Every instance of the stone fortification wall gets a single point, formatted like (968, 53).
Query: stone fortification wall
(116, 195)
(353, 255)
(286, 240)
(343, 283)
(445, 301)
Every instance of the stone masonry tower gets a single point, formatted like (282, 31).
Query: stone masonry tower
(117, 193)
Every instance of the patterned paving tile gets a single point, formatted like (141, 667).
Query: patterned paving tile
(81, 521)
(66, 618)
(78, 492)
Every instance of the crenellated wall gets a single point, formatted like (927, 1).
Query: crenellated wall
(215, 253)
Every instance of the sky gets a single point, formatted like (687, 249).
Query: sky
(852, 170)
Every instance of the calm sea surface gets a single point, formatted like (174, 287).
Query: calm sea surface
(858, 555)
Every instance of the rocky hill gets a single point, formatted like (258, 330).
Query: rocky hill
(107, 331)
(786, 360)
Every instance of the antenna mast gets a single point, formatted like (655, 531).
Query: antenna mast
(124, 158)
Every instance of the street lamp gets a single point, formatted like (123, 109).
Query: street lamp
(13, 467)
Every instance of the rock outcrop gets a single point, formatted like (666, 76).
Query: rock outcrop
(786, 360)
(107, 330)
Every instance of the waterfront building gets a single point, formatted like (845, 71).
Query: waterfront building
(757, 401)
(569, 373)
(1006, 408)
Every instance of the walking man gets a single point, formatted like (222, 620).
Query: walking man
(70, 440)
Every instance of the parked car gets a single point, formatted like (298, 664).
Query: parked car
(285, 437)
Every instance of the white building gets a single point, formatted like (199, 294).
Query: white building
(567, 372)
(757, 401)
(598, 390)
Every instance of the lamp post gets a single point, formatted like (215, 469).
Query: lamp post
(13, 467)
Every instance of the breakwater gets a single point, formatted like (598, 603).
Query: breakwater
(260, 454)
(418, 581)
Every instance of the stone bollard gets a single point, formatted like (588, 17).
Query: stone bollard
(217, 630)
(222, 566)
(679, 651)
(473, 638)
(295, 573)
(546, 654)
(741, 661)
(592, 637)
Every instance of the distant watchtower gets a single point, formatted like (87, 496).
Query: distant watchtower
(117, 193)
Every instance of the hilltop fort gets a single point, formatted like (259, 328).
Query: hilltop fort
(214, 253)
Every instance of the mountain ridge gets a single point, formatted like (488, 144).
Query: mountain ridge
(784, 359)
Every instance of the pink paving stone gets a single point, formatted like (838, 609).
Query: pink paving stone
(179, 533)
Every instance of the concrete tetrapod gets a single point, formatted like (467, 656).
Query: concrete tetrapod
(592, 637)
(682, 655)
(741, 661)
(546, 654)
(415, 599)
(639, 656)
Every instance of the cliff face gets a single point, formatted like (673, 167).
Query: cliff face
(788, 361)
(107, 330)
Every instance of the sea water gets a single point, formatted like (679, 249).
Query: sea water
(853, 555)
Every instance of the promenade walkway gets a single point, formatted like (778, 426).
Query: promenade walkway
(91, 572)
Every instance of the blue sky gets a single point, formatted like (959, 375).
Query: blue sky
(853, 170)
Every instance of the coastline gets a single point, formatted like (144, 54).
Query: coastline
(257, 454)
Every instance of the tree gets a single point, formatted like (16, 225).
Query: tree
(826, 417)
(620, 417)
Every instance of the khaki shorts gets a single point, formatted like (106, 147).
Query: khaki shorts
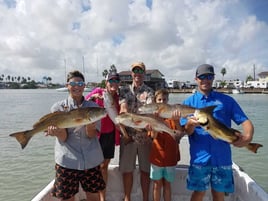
(128, 153)
(67, 181)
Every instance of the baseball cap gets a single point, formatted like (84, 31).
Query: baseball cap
(113, 75)
(204, 69)
(138, 65)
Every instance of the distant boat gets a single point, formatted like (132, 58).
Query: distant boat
(237, 91)
(246, 189)
(65, 89)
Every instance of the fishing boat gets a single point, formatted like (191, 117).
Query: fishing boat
(65, 89)
(237, 91)
(246, 189)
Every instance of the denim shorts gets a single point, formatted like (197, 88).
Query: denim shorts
(168, 173)
(107, 142)
(220, 178)
(67, 181)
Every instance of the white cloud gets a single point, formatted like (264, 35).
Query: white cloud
(173, 36)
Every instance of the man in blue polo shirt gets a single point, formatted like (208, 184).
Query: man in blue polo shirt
(211, 159)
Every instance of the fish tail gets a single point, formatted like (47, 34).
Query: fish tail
(254, 147)
(22, 137)
(209, 109)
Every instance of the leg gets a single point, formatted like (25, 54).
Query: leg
(144, 165)
(157, 187)
(70, 199)
(93, 196)
(127, 164)
(145, 184)
(127, 183)
(104, 171)
(217, 196)
(166, 190)
(198, 195)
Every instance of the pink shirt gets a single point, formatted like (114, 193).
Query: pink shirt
(107, 126)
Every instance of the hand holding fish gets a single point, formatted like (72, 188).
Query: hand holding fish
(243, 139)
(57, 132)
(190, 125)
(91, 130)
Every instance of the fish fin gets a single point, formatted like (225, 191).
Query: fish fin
(208, 109)
(78, 128)
(45, 117)
(22, 137)
(253, 147)
(235, 131)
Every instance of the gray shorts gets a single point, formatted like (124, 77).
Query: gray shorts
(128, 153)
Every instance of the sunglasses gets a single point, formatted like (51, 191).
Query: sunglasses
(111, 81)
(138, 71)
(80, 84)
(208, 77)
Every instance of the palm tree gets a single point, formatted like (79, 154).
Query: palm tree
(223, 72)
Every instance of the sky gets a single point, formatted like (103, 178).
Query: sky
(50, 37)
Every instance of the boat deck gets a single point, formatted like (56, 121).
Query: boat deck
(245, 188)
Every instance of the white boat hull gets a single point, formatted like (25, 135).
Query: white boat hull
(246, 189)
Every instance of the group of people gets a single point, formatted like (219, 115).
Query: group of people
(82, 155)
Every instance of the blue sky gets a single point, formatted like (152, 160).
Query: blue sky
(174, 36)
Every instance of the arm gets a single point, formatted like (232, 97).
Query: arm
(246, 136)
(123, 107)
(60, 133)
(91, 130)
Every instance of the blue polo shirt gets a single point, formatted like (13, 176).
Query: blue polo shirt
(204, 149)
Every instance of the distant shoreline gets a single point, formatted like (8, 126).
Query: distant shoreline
(227, 91)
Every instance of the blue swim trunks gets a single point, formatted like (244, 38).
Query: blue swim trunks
(219, 178)
(168, 173)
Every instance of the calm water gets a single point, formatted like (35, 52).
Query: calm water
(23, 173)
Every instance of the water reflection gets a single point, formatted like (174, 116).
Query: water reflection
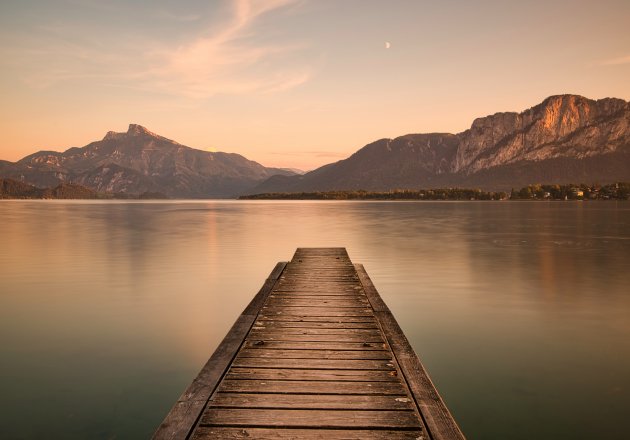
(520, 311)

# Action item:
Output all of the data word for word, excluding any pictures.

# Task solution:
Every instance of the stone fortification wall gets a single point, formatted like (968, 53).
Query: stone fortification wall
(116, 195)
(353, 255)
(286, 240)
(343, 283)
(445, 301)
Every instance of the stone masonry tower gets a single point, formatted like (282, 31).
Query: stone masonry tower
(117, 193)
Every instance of the patterned paving tile gets a single point, formatted like (141, 667).
Query: patterned paving tile
(81, 521)
(66, 618)
(78, 492)
Every instance of the crenellated wall gets a single point, formatted like (927, 1).
Query: crenellated wall
(215, 253)
Every instance of the sky gets a single point, formatted like (687, 249).
Query: sky
(852, 170)
Every instance of the calm sea surface gets a single point, formatted like (174, 287).
Query: calm sea surface
(858, 555)
Every instance of the rocky hill gets a single point, formatted like (258, 330).
Query: rocky hill
(107, 331)
(786, 360)
Every instance of the antenna mast gets a single point, formatted like (655, 531).
Query: antenna mast
(124, 158)
Every instance of the street lamp gets a single point, formatted like (123, 109).
Query: street lamp
(13, 467)
Every instance of the rock outcrop gets a single point, formatted like (666, 76).
Query: rock outcrop
(786, 360)
(107, 330)
Every instance of the waterfront building gets a single point, formatted like (845, 71).
Query: waterfront building
(757, 401)
(569, 373)
(1006, 408)
Every instance of the walking man gets a single point, formatted like (222, 620).
Query: walking man
(70, 440)
Every instance of the parked car gets a single point, formatted like (298, 664).
Query: parked car
(285, 437)
Every instance of the white building gets a single point, formatted like (199, 294).
Query: white building
(567, 372)
(757, 401)
(598, 390)
Every instance of the lamp post gets a single point, formatted like (215, 469).
Query: lamp post
(13, 467)
Every instance of the breakwater gets a single point, formatted like (598, 603).
Query: breakwater
(260, 454)
(418, 581)
Every instance of the stone bollard gets a single point, formatted like (588, 17).
Query: stone bollard
(217, 630)
(222, 566)
(679, 651)
(473, 638)
(295, 573)
(546, 654)
(741, 661)
(592, 637)
Every instance of the distant watchtower gets a single point, formatted like (87, 496).
Query: distant watchtower
(117, 193)
Every instance of the hilltop fort gets a single point, formatted like (259, 328).
Query: hilltop fort
(214, 253)
Every instance of the mountain ridge gets a single point, formatted like (488, 144).
Query: mountain ridge
(784, 359)
Every instance of the pink paving stone gets a single point, formatted like (838, 609).
Query: pink paving stone
(179, 533)
Every instance of the concrete tetrapod gets a single point, formatted like (467, 656).
Query: concrete tetrapod
(592, 637)
(682, 655)
(741, 661)
(546, 654)
(415, 599)
(639, 656)
Every instance of the cliff face gets a single point, formatted like (673, 167).
Query: cliff face
(788, 361)
(107, 330)
Every instance of the sea water gets a single point, formatted like (679, 249).
Query: sea water
(853, 555)
Every instance of the promenade walkway gets a single point, formatted like (778, 426).
Query: promenade walkway
(91, 572)
Every instance of the blue sky gets a single point, formatted like (959, 375).
Query: blue sky
(853, 170)
Every instance of the coastline gets a single point, formatted like (144, 54).
Query: coastline
(257, 454)
Every instance of the tree gets a single point, formatted like (16, 225).
Query: tree
(826, 417)
(620, 417)
Every instance of the khaki shorts gets a single point, formatted like (106, 147).
Query: khaki shorts
(128, 153)
(67, 181)
Every instance of the baseball cap gets a single point, formatted like (84, 31).
Query: baseball cap
(113, 75)
(204, 69)
(138, 65)
Every instance of the distant boat gets a single point, formatted like (132, 58).
Query: distant boat
(237, 91)
(246, 189)
(65, 89)
Every instance of the fishing boat gets a single point, formatted like (191, 117).
Query: fishing boat
(65, 89)
(237, 91)
(246, 189)
Every instance of the denim shorts gets a single point, formatted like (197, 88).
Query: denim shorts
(168, 173)
(107, 142)
(220, 178)
(67, 181)
Every instance of the white cloud gets a single point, formatted like (264, 35).
Query: white cloud
(173, 36)
Every instance of the man in blue polo shirt gets a single point, formatted like (208, 184).
Query: man in blue polo shirt
(211, 159)
Every instance of the fish tail gets a single point, formatted like (47, 34).
Query: fish tail
(254, 147)
(22, 137)
(209, 109)
Every instance of the leg gets a single point, formatted like (25, 54).
Query: leg
(144, 165)
(157, 187)
(70, 199)
(93, 196)
(127, 164)
(145, 184)
(127, 183)
(104, 171)
(217, 196)
(166, 190)
(198, 195)
Every instance of the pink shirt gets a single point, formatted like (114, 193).
Query: pink shirt
(107, 126)
Every instance of the hand holding fish gets a single point, formatted like (72, 188).
Query: hand holding fish
(243, 139)
(57, 132)
(190, 125)
(91, 130)
Every instance of the fish fin gets a single point, formatted like (225, 191).
Query: fish fin
(208, 109)
(78, 128)
(45, 117)
(22, 137)
(253, 147)
(235, 131)
Every instance of the gray shorts gets a single point, formatted like (124, 77).
Query: gray shorts
(128, 153)
Every instance of the sunglasses gets a single point, formatted like (51, 191).
Query: sunglasses
(111, 81)
(138, 71)
(80, 84)
(208, 77)
Every instance of the palm tree gets a single point, formatted like (79, 154).
Query: palm tree
(223, 72)
Every instance of the sky gets a single point, formatted like (103, 178).
Query: sky
(50, 37)
Every instance of the boat deck gets a single point, formatted like (56, 121).
Query: boat deck
(245, 188)
Every instance of the white boat hull gets a single point, formatted like (25, 135).
Query: white boat hull
(246, 189)
Every instance of the group of people gets a single point, formatted like (219, 115).
Query: group of people
(82, 155)
Every instance of the blue sky gets a single point, formatted like (152, 160).
Query: blue sky
(174, 36)
Every instance of the arm gets a single point, formatted like (232, 97).
Query: arm
(246, 136)
(123, 107)
(60, 133)
(91, 130)
Every instance of the blue polo shirt gets a single point, formatted like (13, 176).
Query: blue polo shirt
(204, 149)
Every instance of the distant shoreline gets a single point, formatted like (8, 126).
Query: distant shoreline
(227, 91)
Every instance of the blue swim trunks gets a single point, formatted like (244, 38).
Query: blue swim trunks
(219, 178)
(168, 173)
Every instance of the calm water gets a single point, formatted like (35, 52).
Query: calm water
(23, 173)
Every instance of the water reflection gets a single point, formatted like (174, 116).
Query: water reflection
(520, 311)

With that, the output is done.